SET TASK: Please lay out the items below as a two-column CSV with the headers text and answer, one row per item, with each field in double quotes and every line break turned into a space. Leave the pictures out.

___ RECORDS FOR THIS EXERCISE

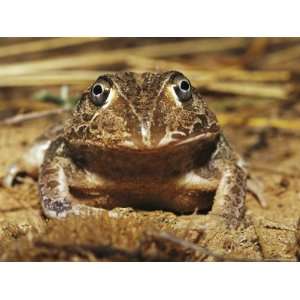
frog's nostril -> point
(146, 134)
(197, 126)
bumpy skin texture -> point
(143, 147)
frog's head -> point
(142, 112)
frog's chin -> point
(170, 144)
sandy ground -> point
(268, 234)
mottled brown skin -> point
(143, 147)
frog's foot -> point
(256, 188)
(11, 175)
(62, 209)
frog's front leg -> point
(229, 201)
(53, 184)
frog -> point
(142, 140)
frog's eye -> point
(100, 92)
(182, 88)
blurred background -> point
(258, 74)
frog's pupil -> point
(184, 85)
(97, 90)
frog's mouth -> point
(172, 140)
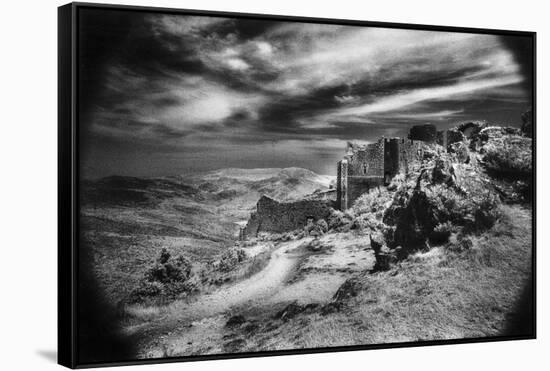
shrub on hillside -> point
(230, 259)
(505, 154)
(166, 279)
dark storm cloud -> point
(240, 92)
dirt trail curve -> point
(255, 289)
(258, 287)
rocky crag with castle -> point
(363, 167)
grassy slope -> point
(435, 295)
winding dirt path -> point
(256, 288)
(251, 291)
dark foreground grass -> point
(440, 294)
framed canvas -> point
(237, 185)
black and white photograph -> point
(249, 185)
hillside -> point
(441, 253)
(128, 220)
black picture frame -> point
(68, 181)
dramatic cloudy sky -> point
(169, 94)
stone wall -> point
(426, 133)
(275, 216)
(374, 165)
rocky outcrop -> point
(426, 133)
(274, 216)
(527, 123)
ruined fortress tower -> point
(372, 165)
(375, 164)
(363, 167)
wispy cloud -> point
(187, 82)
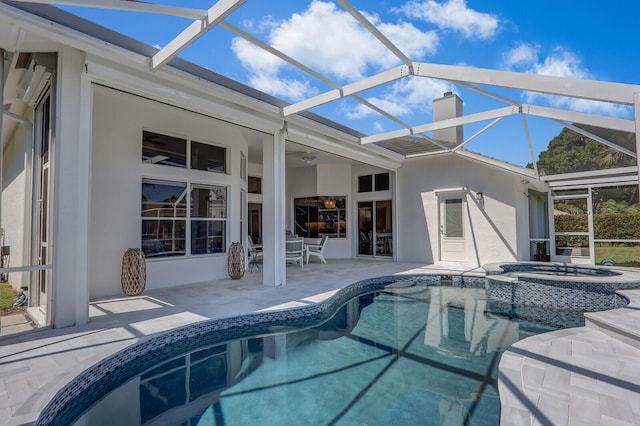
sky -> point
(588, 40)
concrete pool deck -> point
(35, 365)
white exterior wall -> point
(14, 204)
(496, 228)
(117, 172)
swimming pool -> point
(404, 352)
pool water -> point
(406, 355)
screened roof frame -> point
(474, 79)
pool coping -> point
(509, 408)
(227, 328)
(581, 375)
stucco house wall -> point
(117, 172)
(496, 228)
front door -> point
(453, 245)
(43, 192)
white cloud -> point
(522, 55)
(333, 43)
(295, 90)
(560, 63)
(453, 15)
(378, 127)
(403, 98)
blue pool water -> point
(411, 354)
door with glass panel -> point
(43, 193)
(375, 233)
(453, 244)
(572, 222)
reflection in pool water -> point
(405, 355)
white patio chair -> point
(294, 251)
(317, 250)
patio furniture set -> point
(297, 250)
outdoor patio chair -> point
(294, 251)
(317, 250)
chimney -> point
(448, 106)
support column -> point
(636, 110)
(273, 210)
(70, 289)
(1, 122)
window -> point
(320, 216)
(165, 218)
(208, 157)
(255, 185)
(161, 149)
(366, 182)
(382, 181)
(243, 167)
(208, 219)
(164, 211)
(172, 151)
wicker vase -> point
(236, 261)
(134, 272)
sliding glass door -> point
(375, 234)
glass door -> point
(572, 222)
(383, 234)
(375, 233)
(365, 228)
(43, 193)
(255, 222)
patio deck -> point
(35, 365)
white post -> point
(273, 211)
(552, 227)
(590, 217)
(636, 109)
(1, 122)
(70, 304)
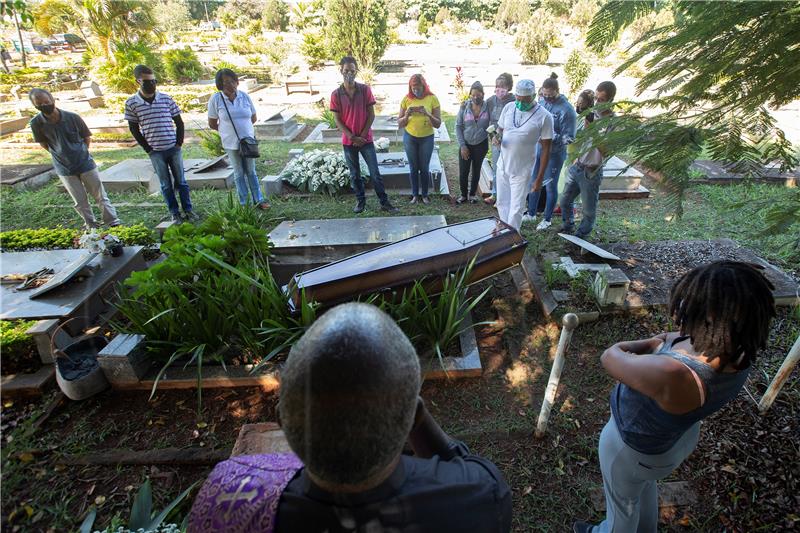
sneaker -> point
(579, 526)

______

WORKED SOLUTION:
text,answer
"frog's nostril -> point","(146, 134) (197, 126)"
"bumpy skin texture -> point","(143, 147)"
"frog's head -> point","(142, 112)"
"frog's chin -> point","(170, 144)"
"sandy ground -> point","(268, 234)"
"mottled brown skin -> point","(143, 147)"
"frog's foot -> point","(256, 188) (11, 175) (62, 209)"
"frog's front leg -> point","(229, 201) (53, 184)"
"frog -> point","(142, 140)"
"frog's eye -> point","(100, 92) (182, 88)"
"blurred background -> point","(258, 74)"
"frog's pupil -> point","(184, 85) (97, 90)"
"frog's mouth -> point","(172, 140)"
"shrub on hillside -> point","(230, 259) (505, 154) (166, 279)"
"dark storm cloud -> point","(240, 92)"
"dirt trail curve -> point","(255, 289) (258, 287)"
"rocky crag with castle -> point","(363, 167)"
"grassy slope -> point","(435, 295)"
"winding dirt path -> point","(256, 288) (251, 291)"
"dark foreground grass -> point","(440, 294)"
"framed canvas -> point","(237, 185)"
"black and white photograph -> point","(249, 185)"
"hillside -> point","(441, 253) (128, 220)"
"black picture frame -> point","(68, 181)"
"dramatic cloudy sky -> point","(169, 94)"
"stone wall -> point","(426, 133) (275, 216) (374, 165)"
"rocky outcrop -> point","(426, 133) (274, 216) (527, 123)"
"ruined fortress tower -> point","(372, 165) (375, 164) (363, 167)"
"wispy cloud -> point","(187, 82)"
"sky -> point","(588, 40)"
"concrete pool deck -> point","(35, 365)"
"white exterior wall -> point","(14, 204) (496, 228) (117, 172)"
"swimming pool -> point","(404, 352)"
"pool water -> point","(406, 355)"
"screened roof frame -> point","(474, 79)"
"pool coping -> point","(509, 408) (227, 328) (581, 375)"
"stucco house wall -> point","(117, 172) (496, 228)"
"front door -> point","(453, 245) (43, 192)"
"white cloud -> point","(522, 55) (333, 43) (295, 90) (560, 63) (453, 15) (378, 127) (403, 98)"
"blue pool water -> point","(411, 354)"
"door with glass panel -> point","(43, 193) (375, 233) (453, 244) (572, 222)"
"reflection in pool water -> point","(405, 355)"
"white patio chair -> point","(294, 251) (317, 250)"
"patio furniture set -> point","(297, 250)"
"outdoor patio chair -> point","(294, 251) (317, 250)"
"chimney -> point","(448, 106)"
"support column -> point","(636, 110) (273, 210) (70, 289) (1, 122)"
"window -> point","(320, 216) (165, 218) (208, 157) (255, 185) (161, 149) (366, 182) (382, 181) (243, 167) (208, 219) (164, 211) (172, 151)"
"wicker vase -> point","(236, 261) (134, 272)"
"sliding glass door -> point","(375, 234)"
"glass door -> point","(572, 222) (383, 234) (375, 233) (365, 228) (43, 193) (255, 222)"
"patio deck -> point","(35, 365)"
"white post -> point","(273, 211) (552, 227) (590, 217) (636, 109) (1, 122) (70, 304)"
"sneaker -> point","(579, 526)"